• _DATA SUPPLIED_:
**********
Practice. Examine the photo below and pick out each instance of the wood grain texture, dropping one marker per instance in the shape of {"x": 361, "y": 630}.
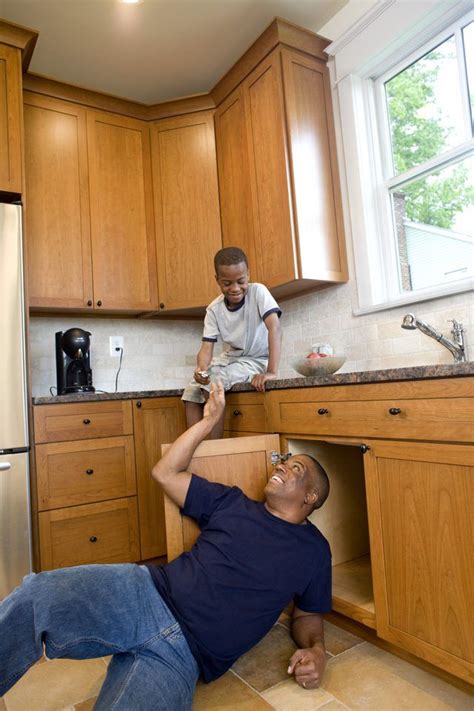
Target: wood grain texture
{"x": 122, "y": 224}
{"x": 187, "y": 214}
{"x": 11, "y": 142}
{"x": 315, "y": 177}
{"x": 275, "y": 237}
{"x": 245, "y": 412}
{"x": 156, "y": 422}
{"x": 235, "y": 188}
{"x": 422, "y": 549}
{"x": 244, "y": 462}
{"x": 279, "y": 31}
{"x": 71, "y": 421}
{"x": 87, "y": 471}
{"x": 57, "y": 201}
{"x": 65, "y": 534}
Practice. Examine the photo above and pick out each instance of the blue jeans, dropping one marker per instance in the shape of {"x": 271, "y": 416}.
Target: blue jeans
{"x": 98, "y": 610}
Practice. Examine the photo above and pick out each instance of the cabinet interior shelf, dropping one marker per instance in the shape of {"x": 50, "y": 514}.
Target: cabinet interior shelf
{"x": 352, "y": 590}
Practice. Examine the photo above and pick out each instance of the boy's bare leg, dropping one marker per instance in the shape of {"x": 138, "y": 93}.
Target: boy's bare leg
{"x": 193, "y": 412}
{"x": 218, "y": 429}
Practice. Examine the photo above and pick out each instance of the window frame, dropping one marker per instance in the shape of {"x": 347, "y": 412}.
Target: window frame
{"x": 363, "y": 136}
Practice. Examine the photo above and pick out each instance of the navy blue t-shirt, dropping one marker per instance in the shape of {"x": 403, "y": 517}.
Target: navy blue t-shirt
{"x": 246, "y": 566}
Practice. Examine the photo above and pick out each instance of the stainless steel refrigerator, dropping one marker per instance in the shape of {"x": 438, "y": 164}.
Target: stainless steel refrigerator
{"x": 15, "y": 545}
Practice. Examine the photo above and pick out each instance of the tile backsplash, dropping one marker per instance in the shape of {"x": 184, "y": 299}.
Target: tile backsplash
{"x": 160, "y": 354}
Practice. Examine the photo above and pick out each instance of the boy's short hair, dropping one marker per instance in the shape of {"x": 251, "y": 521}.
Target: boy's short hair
{"x": 229, "y": 255}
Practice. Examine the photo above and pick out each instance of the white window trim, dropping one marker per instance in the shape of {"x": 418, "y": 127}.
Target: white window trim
**********
• _STATED TASK_: Please rewrite all the lines above, substituting "pin" for every "marker" and keeping everything else the same. Leave the pictures out.

• _EXERCISE OUTPUT_:
Practice. Examine the photo below and pick out each instance of the wood grain texture, dropping one pin per instance in the shape of {"x": 361, "y": 630}.
Target: wood grain texture
{"x": 122, "y": 224}
{"x": 187, "y": 214}
{"x": 11, "y": 142}
{"x": 315, "y": 177}
{"x": 275, "y": 237}
{"x": 245, "y": 412}
{"x": 156, "y": 422}
{"x": 235, "y": 188}
{"x": 422, "y": 549}
{"x": 244, "y": 462}
{"x": 279, "y": 31}
{"x": 71, "y": 421}
{"x": 87, "y": 471}
{"x": 57, "y": 201}
{"x": 65, "y": 534}
Practice. Examine the photo above and pick out each instance of the blue jeans, dropping one pin per instance in the shape of {"x": 271, "y": 416}.
Target: blue jeans
{"x": 98, "y": 610}
Practice. Examine the photo above and pick out each instance of the cabinet interior shelf, dropping one pin per instance in the shape of {"x": 50, "y": 514}.
Target: cabinet interior shelf
{"x": 352, "y": 590}
Practice. Examine the photo above and pick out each instance of the boy's bare leg, dropping one pin per instance in the shape of {"x": 138, "y": 93}.
Target: boy's bare leg
{"x": 193, "y": 412}
{"x": 218, "y": 429}
Practice. Examine the photo above and pick out each instance of the window frame, dropping one pin per instance in the shape of {"x": 347, "y": 412}.
Target: window frame
{"x": 363, "y": 136}
Practice. Examine the photo above and pick out each instance of the navy blue t-shirt, dropping one pin per instance in the shape of {"x": 403, "y": 517}.
Target: navy blue t-shirt
{"x": 246, "y": 566}
Practice. Examine the photo above and pick out each instance of the stainless steel refrigerator, dropping one pin per instance in the shape of {"x": 438, "y": 164}.
Target: stainless steel refrigerator
{"x": 15, "y": 545}
Practice. Examine the photo above and pick out each instance of the tile backsplash, dropping one pin per instance in the shape of {"x": 184, "y": 299}.
Target: tile backsplash
{"x": 160, "y": 354}
Practice. Examine the photo above and pick out each instance of the boy's short hair, dropping one pin per instance in the shape of {"x": 251, "y": 521}.
Target: boy's short hair
{"x": 229, "y": 255}
Practice. Examine the photo above and pick out each instance of the white window trim, dropping one pin per instance in the shape of {"x": 418, "y": 127}.
Target: white window trim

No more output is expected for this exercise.